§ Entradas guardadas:
======

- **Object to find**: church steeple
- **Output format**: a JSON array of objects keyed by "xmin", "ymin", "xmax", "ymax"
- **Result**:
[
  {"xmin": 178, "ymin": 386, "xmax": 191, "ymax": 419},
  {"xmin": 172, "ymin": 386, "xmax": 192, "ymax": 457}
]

======

§ Tu tarea: ¿Puedes volver a escribir todo el material de arriba, línea por línea y sin cambiar nada?

§ Solución completa:
- **Object to find**: church steeple
- **Output format**: a JSON array of objects keyed by "xmin", "ymin", "xmax", "ymax"
- **Result**:
[
  {"xmin": 178, "ymin": 386, "xmax": 191, "ymax": 419},
  {"xmin": 172, "ymin": 386, "xmax": 192, "ymax": 457}
]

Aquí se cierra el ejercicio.